[TASK BRIEF] From the first line to the last, reproduce the records exactly.

Top of SUPPLIED RECORDS

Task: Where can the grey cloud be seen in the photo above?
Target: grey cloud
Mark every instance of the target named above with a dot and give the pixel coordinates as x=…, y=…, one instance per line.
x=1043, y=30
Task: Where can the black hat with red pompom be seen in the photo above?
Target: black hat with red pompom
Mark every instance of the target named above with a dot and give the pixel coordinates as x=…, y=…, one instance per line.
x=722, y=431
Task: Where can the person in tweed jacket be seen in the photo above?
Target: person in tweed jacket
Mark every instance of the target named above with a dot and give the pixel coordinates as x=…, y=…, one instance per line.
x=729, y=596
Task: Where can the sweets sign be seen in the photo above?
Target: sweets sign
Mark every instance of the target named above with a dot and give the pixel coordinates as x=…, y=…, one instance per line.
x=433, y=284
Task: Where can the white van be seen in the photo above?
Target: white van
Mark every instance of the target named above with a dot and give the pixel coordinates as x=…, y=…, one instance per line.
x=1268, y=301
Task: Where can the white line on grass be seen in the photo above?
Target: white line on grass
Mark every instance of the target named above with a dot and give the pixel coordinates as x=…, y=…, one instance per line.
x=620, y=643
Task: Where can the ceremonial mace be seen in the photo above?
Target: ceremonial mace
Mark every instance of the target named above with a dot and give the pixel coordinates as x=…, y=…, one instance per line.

Bottom of SUPPLIED RECORDS

[FINISHED EXERCISE]
Task: Where can the grey cloud be seen in the photo above?
Target: grey cloud
Mark every instance of the target named above with a dot and give the pixel coordinates as x=…, y=…, one instance per line.
x=1043, y=30
Task: Where can the black hat with red pompom be seen in the photo above?
Target: black hat with red pompom
Mark every instance of the target named above with a dot and give the pixel coordinates as x=…, y=…, one instance per line.
x=722, y=431
Task: Where can the person in tweed jacket be seen in the photo above?
Target: person in tweed jacket
Mark every instance of the target named above with a dot and give the pixel coordinates as x=…, y=…, one instance per line.
x=729, y=596
Task: Where can the sweets sign be seen in the photo above?
Target: sweets sign
Mark every instance of the target named above with a dot and give the pixel coordinates as x=…, y=…, one instance per line.
x=433, y=284
Task: Where can the white van be seen in the photo above?
Target: white van
Mark every instance of the target named above with a dot and give the pixel coordinates as x=…, y=…, one instance per line.
x=1268, y=301
Task: Where can the white line on grass be seen in the photo above?
Target: white line on grass
Mark every instance of the target named above with a dot and give the pixel coordinates as x=…, y=…, one instance per line.
x=620, y=643
Task: Where can the ceremonial mace be seen in the photo above?
Target: ceremonial mace
Mark every instance of the target named above with a dot and give the pixel coordinates as x=…, y=…, one instance per line.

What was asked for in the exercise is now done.